▶ **Texte source**:
● ● ●
Mais lorsque les grandes scènes n’accueillent plus cet humoriste, il repensera à sa scène préférée, celle des débuts : la salle à manger. Le film ouvre sur une interview de l’humoriste par un journaliste à qui il révèle dès la première phrase : « Ma mère voulait nous tuer. Avec du gras. Des enfants de sept ans avaient des crises cardiaques. On mangeait tout car elle nous culpabilisait : « Mange, les enfants d’Europe crèvent de faim ! » Bien plus tard, en voyageant en Europe je n’y ai rencontré que des gros, avec leurs accents, qui mangeaient sans cesse. On n’appelait pas la nourriture par son nom mais par ce que cela faisait à ton corps, du genre « Maman, passe-moi un peu de cette brûlure intestinale. »
A l’écran, pendant que l’on entend les propos de Buddy, on distingue à peine le générique, collé sur les plats présentés en abondance à la famille réunie. Et c’est là, dans ce petit appartement de Brooklyn que Buddy et son frère Stan font leurs premières armes, en faisant du playback sur des chansons yiddish, en imitant les membres de la famille et en racontant des blagues en anglais, parfumées de mots et références d’antan.
● ● ●
▶ **Lignes de données**:
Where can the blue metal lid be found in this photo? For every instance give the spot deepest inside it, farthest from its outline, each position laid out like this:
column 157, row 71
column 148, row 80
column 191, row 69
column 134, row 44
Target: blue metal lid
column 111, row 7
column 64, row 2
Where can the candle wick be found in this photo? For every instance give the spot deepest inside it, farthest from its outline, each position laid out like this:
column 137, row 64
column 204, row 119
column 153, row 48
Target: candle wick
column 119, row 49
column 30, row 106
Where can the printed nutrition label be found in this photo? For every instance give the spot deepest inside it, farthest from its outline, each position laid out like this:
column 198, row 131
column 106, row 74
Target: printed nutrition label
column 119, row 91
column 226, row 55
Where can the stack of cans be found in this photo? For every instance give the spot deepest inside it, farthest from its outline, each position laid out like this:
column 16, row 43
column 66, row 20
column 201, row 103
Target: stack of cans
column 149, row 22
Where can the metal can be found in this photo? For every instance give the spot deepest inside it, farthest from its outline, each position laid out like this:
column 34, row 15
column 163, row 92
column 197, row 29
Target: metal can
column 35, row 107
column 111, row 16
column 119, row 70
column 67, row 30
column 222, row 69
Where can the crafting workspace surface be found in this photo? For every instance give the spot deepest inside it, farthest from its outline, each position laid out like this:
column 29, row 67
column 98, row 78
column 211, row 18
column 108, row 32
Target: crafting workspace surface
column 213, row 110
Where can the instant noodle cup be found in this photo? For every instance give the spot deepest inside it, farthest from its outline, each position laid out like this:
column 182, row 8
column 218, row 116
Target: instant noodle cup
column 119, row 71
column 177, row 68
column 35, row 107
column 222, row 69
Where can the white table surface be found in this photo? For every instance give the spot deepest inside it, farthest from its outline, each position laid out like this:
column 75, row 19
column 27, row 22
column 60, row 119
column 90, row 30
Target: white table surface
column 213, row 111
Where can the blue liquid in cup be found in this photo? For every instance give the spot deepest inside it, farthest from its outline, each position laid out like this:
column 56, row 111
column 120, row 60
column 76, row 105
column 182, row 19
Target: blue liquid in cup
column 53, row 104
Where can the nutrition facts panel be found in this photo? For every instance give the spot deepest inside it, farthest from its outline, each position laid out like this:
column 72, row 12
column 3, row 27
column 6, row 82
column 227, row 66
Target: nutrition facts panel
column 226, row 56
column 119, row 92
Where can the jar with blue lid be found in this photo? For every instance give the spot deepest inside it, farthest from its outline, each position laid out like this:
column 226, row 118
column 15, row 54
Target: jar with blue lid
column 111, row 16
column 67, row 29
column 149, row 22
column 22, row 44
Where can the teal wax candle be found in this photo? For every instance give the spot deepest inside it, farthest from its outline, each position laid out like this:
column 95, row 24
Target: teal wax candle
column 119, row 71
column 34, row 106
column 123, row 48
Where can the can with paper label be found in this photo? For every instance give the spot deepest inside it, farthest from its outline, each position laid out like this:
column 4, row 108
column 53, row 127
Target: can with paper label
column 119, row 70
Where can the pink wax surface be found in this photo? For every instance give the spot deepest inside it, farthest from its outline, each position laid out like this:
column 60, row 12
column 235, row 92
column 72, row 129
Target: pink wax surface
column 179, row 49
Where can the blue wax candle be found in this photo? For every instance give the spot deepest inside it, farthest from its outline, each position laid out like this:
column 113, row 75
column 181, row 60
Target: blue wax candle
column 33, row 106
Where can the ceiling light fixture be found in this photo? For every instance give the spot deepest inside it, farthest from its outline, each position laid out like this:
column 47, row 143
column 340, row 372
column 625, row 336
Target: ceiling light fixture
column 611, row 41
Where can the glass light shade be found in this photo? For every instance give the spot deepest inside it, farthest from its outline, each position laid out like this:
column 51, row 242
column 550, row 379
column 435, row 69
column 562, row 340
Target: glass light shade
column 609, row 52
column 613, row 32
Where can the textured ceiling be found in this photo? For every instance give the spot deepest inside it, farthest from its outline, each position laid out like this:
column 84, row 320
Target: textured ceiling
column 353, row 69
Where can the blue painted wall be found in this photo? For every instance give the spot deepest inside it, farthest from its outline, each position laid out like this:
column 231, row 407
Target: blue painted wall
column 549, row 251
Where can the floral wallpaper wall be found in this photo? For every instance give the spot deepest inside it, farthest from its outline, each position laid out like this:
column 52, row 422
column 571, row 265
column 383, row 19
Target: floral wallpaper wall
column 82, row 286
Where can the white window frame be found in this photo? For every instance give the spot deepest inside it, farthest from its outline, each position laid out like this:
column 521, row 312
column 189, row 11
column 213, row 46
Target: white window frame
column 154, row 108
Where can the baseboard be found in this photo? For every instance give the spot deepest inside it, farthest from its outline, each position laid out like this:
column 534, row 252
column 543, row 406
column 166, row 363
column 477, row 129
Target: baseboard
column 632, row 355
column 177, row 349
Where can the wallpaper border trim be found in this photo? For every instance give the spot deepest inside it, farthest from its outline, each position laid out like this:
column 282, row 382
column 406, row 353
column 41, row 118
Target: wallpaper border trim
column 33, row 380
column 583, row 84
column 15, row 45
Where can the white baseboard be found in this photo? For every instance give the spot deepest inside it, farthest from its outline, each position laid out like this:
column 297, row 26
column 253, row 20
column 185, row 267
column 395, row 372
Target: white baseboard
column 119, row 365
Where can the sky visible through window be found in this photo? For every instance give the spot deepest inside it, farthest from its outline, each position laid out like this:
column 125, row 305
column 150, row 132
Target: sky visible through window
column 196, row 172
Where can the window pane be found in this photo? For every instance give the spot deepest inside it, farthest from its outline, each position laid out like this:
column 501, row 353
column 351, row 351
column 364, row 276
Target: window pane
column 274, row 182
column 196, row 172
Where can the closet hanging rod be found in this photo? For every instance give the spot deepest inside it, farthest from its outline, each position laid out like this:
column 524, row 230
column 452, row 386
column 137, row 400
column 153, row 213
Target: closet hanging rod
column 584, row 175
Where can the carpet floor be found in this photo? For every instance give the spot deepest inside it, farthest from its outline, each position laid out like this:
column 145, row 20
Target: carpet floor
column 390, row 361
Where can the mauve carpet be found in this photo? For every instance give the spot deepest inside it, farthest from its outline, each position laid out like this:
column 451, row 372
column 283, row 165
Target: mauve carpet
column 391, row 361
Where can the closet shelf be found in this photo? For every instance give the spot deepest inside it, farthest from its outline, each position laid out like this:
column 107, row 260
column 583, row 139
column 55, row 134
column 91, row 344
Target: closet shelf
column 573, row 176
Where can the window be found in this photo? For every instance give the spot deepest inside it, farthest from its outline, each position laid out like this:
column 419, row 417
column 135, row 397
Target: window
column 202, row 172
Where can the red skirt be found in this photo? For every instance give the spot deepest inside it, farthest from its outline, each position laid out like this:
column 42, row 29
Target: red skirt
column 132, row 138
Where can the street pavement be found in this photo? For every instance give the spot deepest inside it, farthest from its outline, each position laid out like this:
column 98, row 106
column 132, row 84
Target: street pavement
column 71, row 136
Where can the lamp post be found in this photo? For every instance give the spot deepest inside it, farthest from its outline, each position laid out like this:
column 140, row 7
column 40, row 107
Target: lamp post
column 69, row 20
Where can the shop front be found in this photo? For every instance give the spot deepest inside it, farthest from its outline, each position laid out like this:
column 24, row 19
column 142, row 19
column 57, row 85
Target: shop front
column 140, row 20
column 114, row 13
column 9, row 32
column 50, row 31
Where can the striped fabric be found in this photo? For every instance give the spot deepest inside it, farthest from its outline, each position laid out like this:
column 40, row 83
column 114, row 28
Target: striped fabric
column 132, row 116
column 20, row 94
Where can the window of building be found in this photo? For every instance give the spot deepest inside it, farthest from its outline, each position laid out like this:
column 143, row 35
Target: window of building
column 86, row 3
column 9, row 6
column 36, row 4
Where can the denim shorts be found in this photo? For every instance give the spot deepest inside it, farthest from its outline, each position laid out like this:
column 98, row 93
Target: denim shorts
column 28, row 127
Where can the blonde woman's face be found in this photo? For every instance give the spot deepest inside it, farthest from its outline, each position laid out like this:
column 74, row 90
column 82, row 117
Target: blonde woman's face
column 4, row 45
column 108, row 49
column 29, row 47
● ● ●
▶ **Consigne**: Pouvez-vous redonner en entier le texte source sur les débuts de l'humoriste, sans en modifier un seul mot ?

▶ **Réponse complète**:
Mais lorsque les grandes scènes n’accueillent plus cet humoriste, il repensera à sa scène préférée, celle des débuts : la salle à manger. Le film ouvre sur une interview de l’humoriste par un journaliste à qui il révèle dès la première phrase : « Ma mère voulait nous tuer. Avec du gras. Des enfants de sept ans avaient des crises cardiaques. On mangeait tout car elle nous culpabilisait : « Mange, les enfants d’Europe crèvent de faim ! » Bien plus tard, en voyageant en Europe je n’y ai rencontré que des gros, avec leurs accents, qui mangeaient sans cesse. On n’appelait pas la nourriture par son nom mais par ce que cela faisait à ton corps, du genre « Maman, passe-moi un peu de cette brûlure intestinale. »
A l’écran, pendant que l’on entend les propos de Buddy, on distingue à peine le générique, collé sur les plats présentés en abondance à la famille réunie. Et c’est là, dans ce petit appartement de Brooklyn que Buddy et son frère Stan font leurs premières armes, en faisant du playback sur des chansons yiddish, en imitant les membres de la famille et en racontant des blagues en anglais, parfumées de mots et références d’antan.